= TEXTE SOURCE =
------------------------------------------------
Des canaux de revenus insuffisants
Aujourd'hui, OpenAI tire ses revenus de trois sources :
- Les abonnements à ChatGPT Plus, son offre premium à 20 dollars par mois, destinée au grand public.
- L'accès à ses modèles d'IA, facturé au volume de requêtes, un système plutôt utilisé par les entreprises.
- L'accès à ses modèles d'IA dans Azure, l'environnement cloud de Microsoft. Dans ce dernier cas, le géant de la tech reverse une partie de son chiffre d'affaires à OpenAI.
« Le modèle économique actuel d'OpenAI ne lui suffira pas à être rentable dans les cinq prochaines années », tranche Xiadong Bao, co-gérant du fonds Edmond de Rothschild Big Data, interrogé par La Tribune.
« En revanche, il ne faut pas sous-estimer sa capacité à innover et à créer de nouveaux produits », complète-t-il.
------------------------------------------------
= TRAVAIL DEMANDÉ =
**a.** Citez le texte source en commençant par « Des canaux de » et en poursuivant jusqu'à « d'affaires à OpenAI. » inclus.
**b.** D'après le texte source, combien coûte chaque mois l'abonnement à ChatGPT Plus ?
**c.** Rédigez la suite du texte source sur les revenus d'OpenAI, à partir de sa dernière phrase.
Les données qui suivent forment un ensemble indépendant du texte source.

= DONNÉES DE DÉPART =
------------------------------------------------
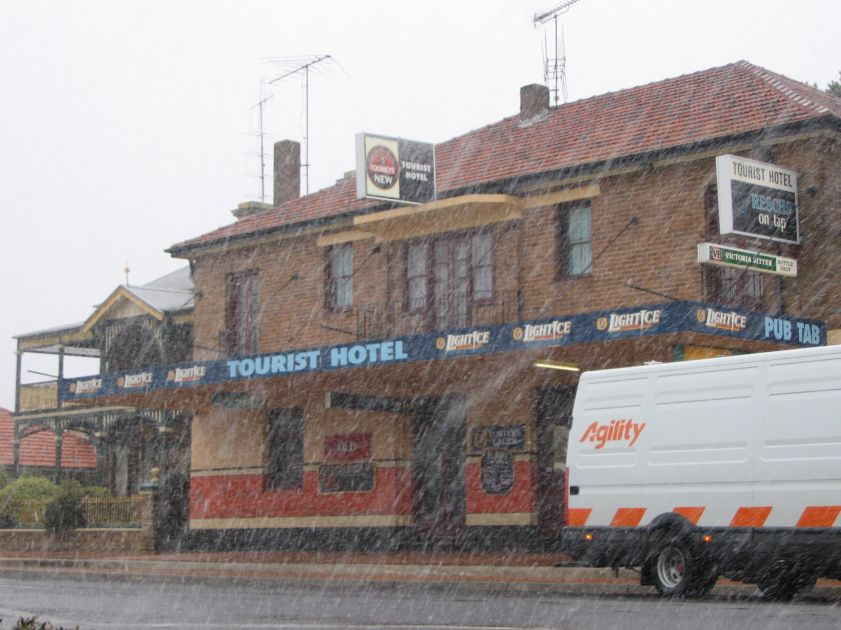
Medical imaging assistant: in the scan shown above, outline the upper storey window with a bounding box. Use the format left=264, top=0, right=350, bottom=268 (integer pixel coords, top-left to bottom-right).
------------------------------------------------
= RÉPONSES FOURNIES =
**a.**
Des canaux de revenus insuffisants
Aujourd'hui, OpenAI tire ses revenus de trois sources :
- Les abonnements à ChatGPT Plus, son offre premium à 20 dollars par mois, destinée au grand public.
- L'accès à ses modèles d'IA, facturé au volume de requêtes, un système plutôt utilisé par les entreprises.
- L'accès à ses modèles d'IA dans Azure, l'environnement cloud de Microsoft. Dans ce dernier cas, le géant de la tech reverse une partie de son chiffre d'affaires à OpenAI.

**b.** 20 dollars par mois.

**c.**
OpenAI s'est déjà engagé dans cette voie, à l'image de ses nouveautés présentées en septembre, lors de sa première journée des développeurs. La startup a déjà encaissé le coût de développement de son modèle GPT-4, dont elle peut désormais se servir de base pour créer de nouveaux outils qui, à l'instar de ChatGPT, permettraient de générer des revenus récurrents. On parle, par exemple, d'IA générative embarquée dans les smartphones et dans les ordinateurs, ce qui laisse la porte ouverte à toutes sortes de nouveaux outils.
Sam Altman, le cofondateur et dirigeant historique de l'entreprise, porte cette vision et le feuilleton autour de sa place dans l'entreprise au mois de novembre l'a finalement conforté dans son siège. Le tout, approuvé par Microsoft, son principal actionnaire et partenaire. « Suite à cet épisode, il est clair que OpenAI est une entreprise à but lucratif, qui va chercher la rentabilité, et donc des nouveaux canaux de monétisation », affirme Xiadong Bao. Quant aux canaux de revenus déjà en place, ils devraient rapporter bien plus dès cette année. « Le taux de pénétration des outils d'intelligence artificielle générative reste très faible », rappelle l'analyste.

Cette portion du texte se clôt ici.